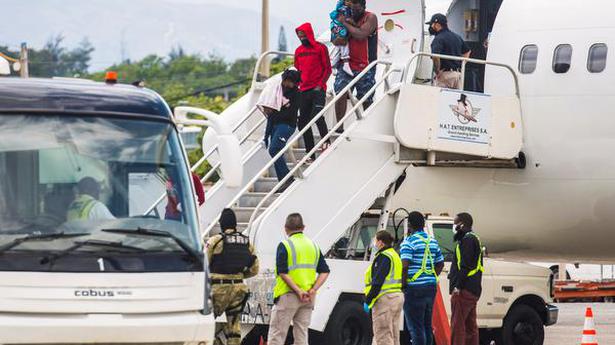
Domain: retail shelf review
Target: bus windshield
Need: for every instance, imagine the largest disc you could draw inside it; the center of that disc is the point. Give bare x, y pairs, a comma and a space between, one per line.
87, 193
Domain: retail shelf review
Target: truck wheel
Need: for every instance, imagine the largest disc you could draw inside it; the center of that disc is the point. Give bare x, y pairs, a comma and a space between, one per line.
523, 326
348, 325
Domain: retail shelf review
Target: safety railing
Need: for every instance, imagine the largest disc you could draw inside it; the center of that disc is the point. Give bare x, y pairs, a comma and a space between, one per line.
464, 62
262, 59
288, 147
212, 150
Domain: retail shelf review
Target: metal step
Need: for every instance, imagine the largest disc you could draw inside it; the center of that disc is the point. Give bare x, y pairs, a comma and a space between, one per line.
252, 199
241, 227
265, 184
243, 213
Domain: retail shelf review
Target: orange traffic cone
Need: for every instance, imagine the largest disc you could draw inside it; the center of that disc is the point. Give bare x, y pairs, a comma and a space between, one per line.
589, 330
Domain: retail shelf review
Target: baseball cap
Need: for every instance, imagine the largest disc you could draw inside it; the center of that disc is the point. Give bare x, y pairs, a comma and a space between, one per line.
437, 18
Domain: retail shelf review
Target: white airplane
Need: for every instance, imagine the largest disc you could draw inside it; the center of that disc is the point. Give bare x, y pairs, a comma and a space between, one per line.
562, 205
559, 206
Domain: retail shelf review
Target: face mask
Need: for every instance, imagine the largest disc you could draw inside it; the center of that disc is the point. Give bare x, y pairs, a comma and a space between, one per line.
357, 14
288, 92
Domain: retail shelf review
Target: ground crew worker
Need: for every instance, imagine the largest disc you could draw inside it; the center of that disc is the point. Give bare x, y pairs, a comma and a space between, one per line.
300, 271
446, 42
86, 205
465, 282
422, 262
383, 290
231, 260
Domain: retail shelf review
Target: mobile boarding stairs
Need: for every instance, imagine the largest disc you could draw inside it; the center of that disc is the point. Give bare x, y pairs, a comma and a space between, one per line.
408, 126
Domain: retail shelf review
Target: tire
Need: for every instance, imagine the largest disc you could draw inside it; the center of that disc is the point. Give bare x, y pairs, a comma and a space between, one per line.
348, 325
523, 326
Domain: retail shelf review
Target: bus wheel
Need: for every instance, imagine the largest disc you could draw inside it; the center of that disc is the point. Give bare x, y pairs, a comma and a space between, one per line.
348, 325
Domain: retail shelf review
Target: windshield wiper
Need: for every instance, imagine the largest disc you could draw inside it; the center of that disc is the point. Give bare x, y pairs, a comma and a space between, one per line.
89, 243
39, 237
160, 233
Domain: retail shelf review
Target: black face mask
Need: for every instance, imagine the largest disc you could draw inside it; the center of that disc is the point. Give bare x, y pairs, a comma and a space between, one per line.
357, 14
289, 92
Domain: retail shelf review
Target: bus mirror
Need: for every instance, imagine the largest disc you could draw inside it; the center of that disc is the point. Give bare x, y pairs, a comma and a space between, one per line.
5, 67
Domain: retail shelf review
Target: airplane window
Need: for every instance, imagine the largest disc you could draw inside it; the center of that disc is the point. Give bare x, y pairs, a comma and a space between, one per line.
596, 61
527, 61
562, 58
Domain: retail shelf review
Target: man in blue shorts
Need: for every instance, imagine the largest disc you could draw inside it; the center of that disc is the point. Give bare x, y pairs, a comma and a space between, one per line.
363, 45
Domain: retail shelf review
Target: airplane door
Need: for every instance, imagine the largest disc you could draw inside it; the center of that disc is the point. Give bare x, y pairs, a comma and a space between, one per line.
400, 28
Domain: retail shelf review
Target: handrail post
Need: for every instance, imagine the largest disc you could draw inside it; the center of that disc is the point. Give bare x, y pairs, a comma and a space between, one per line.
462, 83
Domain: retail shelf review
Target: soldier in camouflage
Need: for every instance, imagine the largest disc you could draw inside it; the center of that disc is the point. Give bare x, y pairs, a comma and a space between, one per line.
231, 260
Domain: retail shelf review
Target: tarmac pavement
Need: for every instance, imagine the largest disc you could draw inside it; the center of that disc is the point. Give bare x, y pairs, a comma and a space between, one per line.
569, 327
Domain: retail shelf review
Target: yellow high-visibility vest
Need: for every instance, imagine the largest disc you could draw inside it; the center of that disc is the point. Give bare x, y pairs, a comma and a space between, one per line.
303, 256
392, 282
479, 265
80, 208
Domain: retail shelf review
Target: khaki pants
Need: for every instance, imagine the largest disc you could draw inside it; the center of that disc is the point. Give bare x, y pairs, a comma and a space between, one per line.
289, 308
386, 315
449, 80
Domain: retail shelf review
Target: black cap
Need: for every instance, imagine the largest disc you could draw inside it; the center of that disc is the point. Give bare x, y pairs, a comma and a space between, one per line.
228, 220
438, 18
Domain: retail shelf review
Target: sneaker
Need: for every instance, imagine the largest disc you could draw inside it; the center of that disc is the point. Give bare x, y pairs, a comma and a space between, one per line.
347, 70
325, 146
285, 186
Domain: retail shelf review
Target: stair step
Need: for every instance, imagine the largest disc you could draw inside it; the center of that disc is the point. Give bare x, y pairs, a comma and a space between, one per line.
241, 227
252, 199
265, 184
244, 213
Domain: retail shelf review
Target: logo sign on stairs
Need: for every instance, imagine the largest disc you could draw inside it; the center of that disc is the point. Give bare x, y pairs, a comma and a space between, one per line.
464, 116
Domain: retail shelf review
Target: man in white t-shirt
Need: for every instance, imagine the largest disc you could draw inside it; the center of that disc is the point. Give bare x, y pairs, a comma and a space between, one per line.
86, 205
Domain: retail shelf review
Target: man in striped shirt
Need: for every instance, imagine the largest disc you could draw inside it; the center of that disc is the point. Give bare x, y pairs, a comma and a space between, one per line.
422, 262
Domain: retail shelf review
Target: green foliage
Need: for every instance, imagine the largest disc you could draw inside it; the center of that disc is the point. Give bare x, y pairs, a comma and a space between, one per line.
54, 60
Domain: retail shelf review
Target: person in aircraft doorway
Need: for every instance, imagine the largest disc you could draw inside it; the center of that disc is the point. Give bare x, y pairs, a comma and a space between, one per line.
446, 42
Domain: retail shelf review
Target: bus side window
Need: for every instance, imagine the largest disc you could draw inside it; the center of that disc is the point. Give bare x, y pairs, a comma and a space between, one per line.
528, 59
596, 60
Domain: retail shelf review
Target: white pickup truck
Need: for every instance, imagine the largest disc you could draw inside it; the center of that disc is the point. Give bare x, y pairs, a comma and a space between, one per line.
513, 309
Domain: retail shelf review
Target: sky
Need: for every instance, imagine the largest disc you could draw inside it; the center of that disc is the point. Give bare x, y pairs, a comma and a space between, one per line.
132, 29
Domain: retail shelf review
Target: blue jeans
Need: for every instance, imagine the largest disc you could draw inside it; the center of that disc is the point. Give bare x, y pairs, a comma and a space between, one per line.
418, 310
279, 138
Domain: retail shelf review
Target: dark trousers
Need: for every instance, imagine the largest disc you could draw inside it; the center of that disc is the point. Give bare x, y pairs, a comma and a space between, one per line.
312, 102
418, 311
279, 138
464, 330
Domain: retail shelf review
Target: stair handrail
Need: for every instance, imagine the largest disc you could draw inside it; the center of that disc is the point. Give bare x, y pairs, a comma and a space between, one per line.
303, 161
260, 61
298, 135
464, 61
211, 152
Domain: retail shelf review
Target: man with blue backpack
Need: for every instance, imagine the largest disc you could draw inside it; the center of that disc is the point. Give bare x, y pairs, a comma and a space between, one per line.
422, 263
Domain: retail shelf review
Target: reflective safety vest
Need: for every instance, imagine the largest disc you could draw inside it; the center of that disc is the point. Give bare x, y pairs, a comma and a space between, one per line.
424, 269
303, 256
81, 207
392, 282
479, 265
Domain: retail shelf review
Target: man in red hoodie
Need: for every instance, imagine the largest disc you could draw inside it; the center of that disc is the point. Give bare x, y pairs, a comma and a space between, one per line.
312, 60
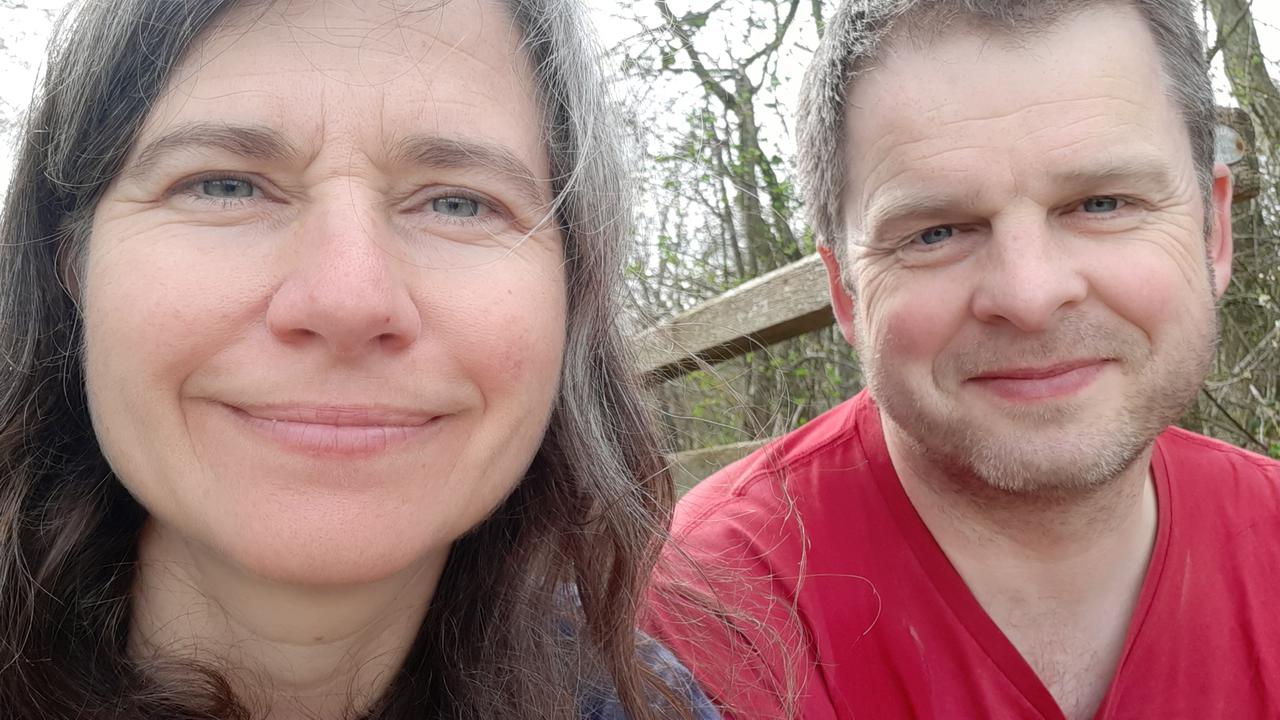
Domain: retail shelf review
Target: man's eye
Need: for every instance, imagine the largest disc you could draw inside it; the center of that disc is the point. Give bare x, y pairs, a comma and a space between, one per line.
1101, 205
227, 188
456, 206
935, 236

-- -- --

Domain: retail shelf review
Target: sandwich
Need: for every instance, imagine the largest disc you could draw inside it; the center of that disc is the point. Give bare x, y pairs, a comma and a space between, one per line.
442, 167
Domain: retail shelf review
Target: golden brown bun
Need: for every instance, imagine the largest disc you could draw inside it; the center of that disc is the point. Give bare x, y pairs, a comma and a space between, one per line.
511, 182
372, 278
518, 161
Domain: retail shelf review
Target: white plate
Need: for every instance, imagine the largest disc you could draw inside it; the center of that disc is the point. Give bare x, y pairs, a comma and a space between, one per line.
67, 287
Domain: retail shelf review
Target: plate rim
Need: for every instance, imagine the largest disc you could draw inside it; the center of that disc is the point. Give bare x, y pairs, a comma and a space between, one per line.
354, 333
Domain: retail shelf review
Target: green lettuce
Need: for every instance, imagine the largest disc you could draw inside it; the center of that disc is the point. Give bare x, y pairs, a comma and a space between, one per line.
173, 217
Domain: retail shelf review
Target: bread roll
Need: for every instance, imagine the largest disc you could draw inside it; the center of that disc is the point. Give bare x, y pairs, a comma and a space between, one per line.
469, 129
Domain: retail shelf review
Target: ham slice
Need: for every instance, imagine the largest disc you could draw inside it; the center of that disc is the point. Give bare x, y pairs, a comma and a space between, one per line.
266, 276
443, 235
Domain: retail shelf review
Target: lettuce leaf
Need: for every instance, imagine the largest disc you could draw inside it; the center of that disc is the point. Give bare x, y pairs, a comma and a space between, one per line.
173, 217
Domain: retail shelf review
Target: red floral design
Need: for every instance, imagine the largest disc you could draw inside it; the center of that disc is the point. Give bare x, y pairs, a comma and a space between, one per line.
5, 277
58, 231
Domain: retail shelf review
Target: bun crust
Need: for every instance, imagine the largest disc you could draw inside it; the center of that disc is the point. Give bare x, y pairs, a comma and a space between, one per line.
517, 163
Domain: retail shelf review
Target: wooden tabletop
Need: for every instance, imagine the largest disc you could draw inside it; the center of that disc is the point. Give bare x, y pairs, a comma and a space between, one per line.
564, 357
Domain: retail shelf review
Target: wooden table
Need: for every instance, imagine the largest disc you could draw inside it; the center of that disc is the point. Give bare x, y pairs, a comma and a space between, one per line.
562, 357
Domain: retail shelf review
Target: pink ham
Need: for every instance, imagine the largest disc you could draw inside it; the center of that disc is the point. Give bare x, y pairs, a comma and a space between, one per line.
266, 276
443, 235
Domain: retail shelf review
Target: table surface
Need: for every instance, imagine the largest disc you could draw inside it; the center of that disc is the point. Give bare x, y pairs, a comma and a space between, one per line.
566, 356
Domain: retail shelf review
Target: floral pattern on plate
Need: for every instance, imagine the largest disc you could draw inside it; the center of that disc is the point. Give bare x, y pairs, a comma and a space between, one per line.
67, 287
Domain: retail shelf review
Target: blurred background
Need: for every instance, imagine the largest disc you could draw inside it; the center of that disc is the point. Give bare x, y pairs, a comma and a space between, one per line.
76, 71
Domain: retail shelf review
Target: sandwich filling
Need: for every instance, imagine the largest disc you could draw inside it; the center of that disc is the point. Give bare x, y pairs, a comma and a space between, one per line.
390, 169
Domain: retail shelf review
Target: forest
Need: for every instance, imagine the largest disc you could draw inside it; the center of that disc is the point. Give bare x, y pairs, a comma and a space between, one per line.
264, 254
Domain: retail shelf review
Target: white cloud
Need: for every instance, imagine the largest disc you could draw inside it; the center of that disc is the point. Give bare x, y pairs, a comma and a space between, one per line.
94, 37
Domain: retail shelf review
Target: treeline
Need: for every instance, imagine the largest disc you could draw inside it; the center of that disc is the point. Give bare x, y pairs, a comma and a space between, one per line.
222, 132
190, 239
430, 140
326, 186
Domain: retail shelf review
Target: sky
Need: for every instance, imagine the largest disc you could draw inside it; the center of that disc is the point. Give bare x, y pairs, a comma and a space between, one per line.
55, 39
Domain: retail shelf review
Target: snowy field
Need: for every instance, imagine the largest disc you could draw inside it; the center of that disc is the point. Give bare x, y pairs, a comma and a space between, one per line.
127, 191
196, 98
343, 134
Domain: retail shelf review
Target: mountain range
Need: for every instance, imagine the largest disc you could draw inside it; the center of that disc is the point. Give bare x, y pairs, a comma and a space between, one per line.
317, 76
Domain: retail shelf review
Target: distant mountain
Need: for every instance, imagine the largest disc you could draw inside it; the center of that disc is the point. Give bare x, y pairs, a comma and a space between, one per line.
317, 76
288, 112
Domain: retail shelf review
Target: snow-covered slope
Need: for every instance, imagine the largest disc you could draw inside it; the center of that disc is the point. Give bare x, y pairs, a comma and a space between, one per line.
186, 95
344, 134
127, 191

-- -- --

Your instructions: Filter the data for the string "sandwich" and copy every line that has it.

Exercise result:
Target: sandwich
Target: sandwich filling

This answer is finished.